▸ DOCUMENT SECTION
== Segment start ==

Malaria

Quality of antimalarial medicines

Observing stringent quality standards for antimalarial medicines is crucial in order to ensure that safe and effective products are consistently made available for widespread use. Poor quality medicines and drug related adverse effects not only affect the health and lives of patients, they also damage the credibility of health care programmers and waste scarce resources.

Challenges to maintaining quality

Stringent quality standards are particularly important for artemisinin-based antimalarial medicines, since the extraction process of the active pharmaceutical ingredient from plant origin is complex, and chemical instabilities may arise in the manufacturing process of the finished pharmaceutical products. The use of ineffective or unsafe substandard products in the treatment of malaria may not only be harmful, it might also favour the emergence and spread of resistant parasites and thus limit the effecive life of this very important class of medicines.

== Segment end ==

[Stored data entries]

== Segment start ==

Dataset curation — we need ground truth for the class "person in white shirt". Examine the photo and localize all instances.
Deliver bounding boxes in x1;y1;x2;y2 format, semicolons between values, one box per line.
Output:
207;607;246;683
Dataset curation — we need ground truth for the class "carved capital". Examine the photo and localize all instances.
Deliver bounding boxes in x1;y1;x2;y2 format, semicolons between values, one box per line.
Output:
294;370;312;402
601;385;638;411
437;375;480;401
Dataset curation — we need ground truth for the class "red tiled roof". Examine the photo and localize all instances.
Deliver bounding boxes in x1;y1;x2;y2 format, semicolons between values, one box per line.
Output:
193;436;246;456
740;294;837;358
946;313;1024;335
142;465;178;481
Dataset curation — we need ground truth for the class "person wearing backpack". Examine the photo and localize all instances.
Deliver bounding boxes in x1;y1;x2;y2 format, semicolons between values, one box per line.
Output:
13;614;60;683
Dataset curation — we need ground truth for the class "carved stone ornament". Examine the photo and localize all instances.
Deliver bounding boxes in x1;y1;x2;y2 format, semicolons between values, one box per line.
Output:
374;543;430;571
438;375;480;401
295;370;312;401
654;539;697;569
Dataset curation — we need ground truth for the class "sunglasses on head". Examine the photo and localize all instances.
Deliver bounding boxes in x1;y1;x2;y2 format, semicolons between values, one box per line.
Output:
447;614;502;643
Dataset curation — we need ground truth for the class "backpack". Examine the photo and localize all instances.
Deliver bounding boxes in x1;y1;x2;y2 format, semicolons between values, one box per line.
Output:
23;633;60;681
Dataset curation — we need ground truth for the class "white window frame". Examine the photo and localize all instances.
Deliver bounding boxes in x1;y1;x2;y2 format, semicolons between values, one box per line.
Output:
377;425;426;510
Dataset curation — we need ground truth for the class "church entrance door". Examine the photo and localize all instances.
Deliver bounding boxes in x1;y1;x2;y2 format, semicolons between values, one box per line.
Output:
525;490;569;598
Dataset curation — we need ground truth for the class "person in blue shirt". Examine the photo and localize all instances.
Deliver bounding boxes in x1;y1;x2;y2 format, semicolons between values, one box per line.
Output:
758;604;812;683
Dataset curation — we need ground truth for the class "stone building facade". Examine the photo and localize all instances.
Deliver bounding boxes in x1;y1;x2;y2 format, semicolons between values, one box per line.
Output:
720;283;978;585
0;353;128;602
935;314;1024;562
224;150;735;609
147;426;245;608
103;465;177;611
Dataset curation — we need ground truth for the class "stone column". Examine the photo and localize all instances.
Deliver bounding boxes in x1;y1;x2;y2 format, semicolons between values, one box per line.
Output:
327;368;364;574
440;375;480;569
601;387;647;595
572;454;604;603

== Segment end ==

▸ EXERCISE DESCRIPTION
According to the passage on antimalarial medicine quality, why are stringent quality standards particularly important for artemisinin-based antimalarial medicines? Rely only on the passage on antimalarial medicine quality.

▸ SOLUTION TO THIS EXERCISE
Extracting the active pharmaceutical ingredient from its plant origin is complex, and chemical instabilities may arise when the finished pharmaceutical products are manufactured.